▸ DATA PROVIDED
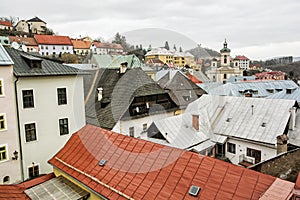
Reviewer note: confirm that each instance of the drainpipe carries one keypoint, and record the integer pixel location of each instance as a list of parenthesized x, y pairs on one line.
[(19, 130)]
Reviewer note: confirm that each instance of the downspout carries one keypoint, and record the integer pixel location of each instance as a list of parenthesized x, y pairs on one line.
[(19, 130)]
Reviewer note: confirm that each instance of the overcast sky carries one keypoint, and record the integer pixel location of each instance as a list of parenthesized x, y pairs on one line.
[(259, 29)]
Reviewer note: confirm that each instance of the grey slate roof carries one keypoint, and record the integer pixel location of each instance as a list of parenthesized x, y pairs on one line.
[(221, 117), (118, 92), (49, 67), (5, 59), (262, 87), (182, 90)]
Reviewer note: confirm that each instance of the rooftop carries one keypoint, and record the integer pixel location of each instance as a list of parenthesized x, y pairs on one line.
[(140, 169), (53, 40)]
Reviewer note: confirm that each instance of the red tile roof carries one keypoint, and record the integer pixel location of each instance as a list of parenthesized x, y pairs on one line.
[(26, 40), (141, 169), (18, 191), (81, 44), (5, 23), (107, 45), (53, 39), (241, 58)]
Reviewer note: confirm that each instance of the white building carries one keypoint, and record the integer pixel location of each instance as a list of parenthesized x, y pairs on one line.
[(50, 106), (53, 45), (224, 68), (9, 144)]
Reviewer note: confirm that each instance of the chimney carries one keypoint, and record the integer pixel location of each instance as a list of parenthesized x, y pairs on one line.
[(100, 92), (196, 122), (282, 143), (123, 67), (292, 121)]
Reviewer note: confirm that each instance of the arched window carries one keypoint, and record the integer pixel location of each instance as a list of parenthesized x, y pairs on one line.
[(6, 180)]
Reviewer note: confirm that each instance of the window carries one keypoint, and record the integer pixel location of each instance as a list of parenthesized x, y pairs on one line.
[(131, 131), (1, 88), (6, 179), (3, 153), (2, 122), (144, 127), (62, 96), (230, 147), (28, 99), (254, 154), (33, 171), (63, 126), (30, 132)]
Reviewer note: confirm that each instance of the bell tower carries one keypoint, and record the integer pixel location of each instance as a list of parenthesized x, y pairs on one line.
[(225, 55)]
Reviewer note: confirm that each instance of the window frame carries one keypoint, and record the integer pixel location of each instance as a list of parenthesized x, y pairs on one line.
[(35, 132), (5, 153), (230, 146), (63, 127), (32, 104), (59, 96), (4, 122), (2, 88)]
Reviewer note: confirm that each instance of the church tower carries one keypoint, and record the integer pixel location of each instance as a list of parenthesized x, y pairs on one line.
[(225, 55)]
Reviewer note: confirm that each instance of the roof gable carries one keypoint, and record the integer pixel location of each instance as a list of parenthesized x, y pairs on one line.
[(140, 169)]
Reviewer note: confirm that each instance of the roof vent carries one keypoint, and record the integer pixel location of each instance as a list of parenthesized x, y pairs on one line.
[(194, 190), (102, 162)]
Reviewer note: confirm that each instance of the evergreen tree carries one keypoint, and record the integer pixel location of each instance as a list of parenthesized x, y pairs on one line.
[(167, 45)]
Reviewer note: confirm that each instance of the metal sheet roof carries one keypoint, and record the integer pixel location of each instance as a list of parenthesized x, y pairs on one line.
[(58, 188), (4, 57)]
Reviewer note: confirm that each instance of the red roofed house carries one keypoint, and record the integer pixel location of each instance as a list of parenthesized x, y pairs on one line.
[(54, 45), (106, 48), (81, 47), (244, 62), (30, 43), (4, 25), (115, 166)]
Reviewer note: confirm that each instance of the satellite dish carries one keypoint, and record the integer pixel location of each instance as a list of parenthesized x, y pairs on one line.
[(24, 48), (15, 45)]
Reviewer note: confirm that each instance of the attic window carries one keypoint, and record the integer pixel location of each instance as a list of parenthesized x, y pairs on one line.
[(102, 162), (33, 62), (194, 190)]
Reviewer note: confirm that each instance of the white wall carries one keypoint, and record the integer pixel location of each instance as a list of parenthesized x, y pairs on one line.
[(44, 49), (9, 137), (241, 148), (123, 126), (46, 114)]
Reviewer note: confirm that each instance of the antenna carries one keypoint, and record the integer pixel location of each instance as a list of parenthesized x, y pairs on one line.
[(24, 48), (15, 45)]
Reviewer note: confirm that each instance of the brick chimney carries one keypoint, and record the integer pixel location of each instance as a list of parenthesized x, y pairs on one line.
[(195, 122)]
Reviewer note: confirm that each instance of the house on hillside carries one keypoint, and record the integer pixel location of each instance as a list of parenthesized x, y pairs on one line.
[(54, 45), (10, 171), (259, 89), (81, 47), (225, 68), (107, 165), (30, 43), (181, 89), (106, 48), (125, 100), (47, 93), (244, 130), (4, 25)]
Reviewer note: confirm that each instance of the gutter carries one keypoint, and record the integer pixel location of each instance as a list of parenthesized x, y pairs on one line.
[(19, 130)]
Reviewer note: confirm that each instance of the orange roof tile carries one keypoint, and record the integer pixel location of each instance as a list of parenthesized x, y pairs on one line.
[(81, 44), (53, 39), (26, 40), (141, 169), (5, 23)]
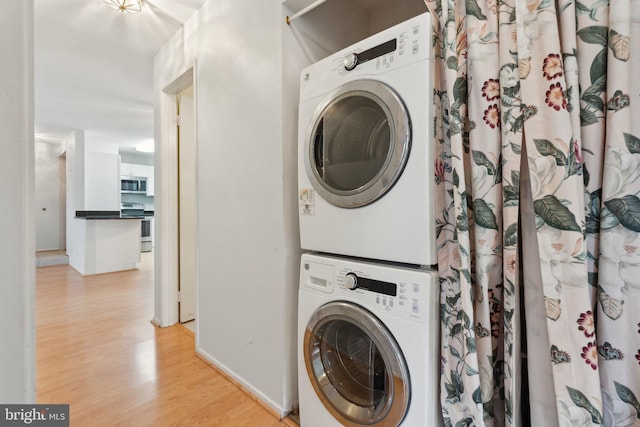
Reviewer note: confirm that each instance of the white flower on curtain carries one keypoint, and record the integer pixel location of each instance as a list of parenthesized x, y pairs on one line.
[(554, 78)]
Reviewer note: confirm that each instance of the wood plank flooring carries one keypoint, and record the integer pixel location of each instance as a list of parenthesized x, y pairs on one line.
[(98, 352)]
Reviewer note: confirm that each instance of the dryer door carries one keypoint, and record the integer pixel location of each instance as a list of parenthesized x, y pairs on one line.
[(358, 143), (356, 366)]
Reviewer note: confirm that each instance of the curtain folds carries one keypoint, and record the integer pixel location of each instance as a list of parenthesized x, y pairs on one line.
[(537, 173)]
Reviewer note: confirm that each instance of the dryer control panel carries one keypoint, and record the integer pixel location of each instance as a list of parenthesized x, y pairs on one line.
[(394, 289), (393, 48)]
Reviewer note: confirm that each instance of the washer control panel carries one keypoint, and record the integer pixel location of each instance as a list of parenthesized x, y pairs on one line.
[(399, 290)]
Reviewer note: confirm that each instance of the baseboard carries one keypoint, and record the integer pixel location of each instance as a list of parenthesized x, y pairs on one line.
[(262, 400)]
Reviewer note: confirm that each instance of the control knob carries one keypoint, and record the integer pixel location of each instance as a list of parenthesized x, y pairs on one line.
[(351, 281), (350, 61)]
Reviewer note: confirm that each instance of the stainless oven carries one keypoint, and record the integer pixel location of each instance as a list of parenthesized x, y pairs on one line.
[(133, 184), (145, 240), (136, 210)]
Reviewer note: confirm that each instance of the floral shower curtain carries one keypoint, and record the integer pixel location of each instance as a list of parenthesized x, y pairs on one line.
[(538, 171)]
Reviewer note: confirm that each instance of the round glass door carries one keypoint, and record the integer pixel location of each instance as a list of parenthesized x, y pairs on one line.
[(356, 366), (358, 143)]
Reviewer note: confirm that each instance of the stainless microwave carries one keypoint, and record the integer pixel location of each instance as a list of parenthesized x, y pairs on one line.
[(133, 184)]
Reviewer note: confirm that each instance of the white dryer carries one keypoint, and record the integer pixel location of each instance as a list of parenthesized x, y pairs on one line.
[(365, 162), (368, 352)]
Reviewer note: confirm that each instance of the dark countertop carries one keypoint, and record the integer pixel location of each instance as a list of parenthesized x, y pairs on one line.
[(110, 215)]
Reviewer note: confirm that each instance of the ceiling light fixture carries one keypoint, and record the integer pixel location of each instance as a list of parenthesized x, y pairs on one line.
[(146, 147), (123, 6)]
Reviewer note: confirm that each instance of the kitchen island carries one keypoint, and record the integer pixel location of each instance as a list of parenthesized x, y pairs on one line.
[(108, 242)]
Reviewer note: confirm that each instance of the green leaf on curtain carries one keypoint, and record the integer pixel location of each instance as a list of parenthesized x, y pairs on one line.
[(515, 177), (581, 400), (598, 66), (587, 117), (474, 10), (626, 395), (471, 344), (594, 101), (633, 143), (596, 34), (546, 148), (511, 193), (460, 90), (469, 370), (511, 235), (455, 330), (452, 63), (467, 422), (480, 159), (626, 210), (555, 214), (620, 45), (484, 215), (477, 395)]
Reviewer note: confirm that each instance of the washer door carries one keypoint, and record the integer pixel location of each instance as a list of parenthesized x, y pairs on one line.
[(358, 143), (356, 366)]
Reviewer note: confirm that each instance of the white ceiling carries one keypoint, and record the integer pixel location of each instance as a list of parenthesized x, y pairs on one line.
[(94, 67)]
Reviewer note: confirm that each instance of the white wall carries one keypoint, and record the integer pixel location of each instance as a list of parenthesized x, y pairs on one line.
[(246, 296), (17, 252), (93, 183), (102, 181), (76, 229), (50, 197)]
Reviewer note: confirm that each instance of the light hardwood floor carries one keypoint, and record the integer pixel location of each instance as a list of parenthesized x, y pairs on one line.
[(98, 352)]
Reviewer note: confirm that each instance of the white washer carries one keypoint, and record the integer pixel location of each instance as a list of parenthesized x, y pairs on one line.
[(365, 162), (367, 356)]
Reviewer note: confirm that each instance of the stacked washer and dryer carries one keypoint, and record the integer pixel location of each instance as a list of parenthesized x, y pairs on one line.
[(368, 317)]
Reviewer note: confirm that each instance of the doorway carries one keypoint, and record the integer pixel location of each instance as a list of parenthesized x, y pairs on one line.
[(186, 137)]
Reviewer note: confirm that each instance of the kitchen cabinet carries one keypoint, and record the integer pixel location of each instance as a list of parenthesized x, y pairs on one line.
[(150, 181), (139, 171), (132, 169)]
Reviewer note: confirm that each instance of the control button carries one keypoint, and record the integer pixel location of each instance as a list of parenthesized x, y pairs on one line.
[(351, 281), (350, 61)]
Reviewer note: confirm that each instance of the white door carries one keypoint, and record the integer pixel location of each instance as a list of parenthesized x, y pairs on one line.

▸ TASK DESCRIPTION
Set down word for word the lines of the records, starting with the line containing "Reviewer note: confirm that each instance of the light" and going on through the end of the records.

▸ FINAL RESULT
Reviewer note: confirm that each instance of the light hardwood floor carries one keypoint, and record the integer pixel location of each instance as a list of parenthesized x, y pairs on one line.
[(98, 352)]
Reviewer note: confirm that each instance of the white washer carries one keypoint, and record the integer pixel location of each instance as a list of parenthesized x, y pairs on one line.
[(365, 162), (367, 356)]
Reviewer note: confirm that each instance of the stacked washer and dryer carries one keypoint, and record the integer pixel location of each instance as a list of parenthesized x, y pairs on one line.
[(368, 317)]
Reviewer note: confirm that each instance of the doorway carries one keypoint, and record the integer pixel location of each instance as a list of parenthesized x, y pairs on one line.
[(186, 137)]
Reviewer note: confirm that each instance of the kitchen cabinet carries one keypoint, and record the integer pixel location of each instance as a list of parenthesized x, y pairs on one line.
[(150, 181), (139, 171), (132, 169)]
Reviewer note: confirm that each instance of the control button carries one keypoint, and record the integer pixel location of each instance as a list of parenthesized x, y pairs on one line.
[(351, 281), (350, 61)]
Reviewer note: confirm that each instance of the white door carries one keypoint, and record the integer pixel location of each instance as a list of parenthesized x, y pairs on one line.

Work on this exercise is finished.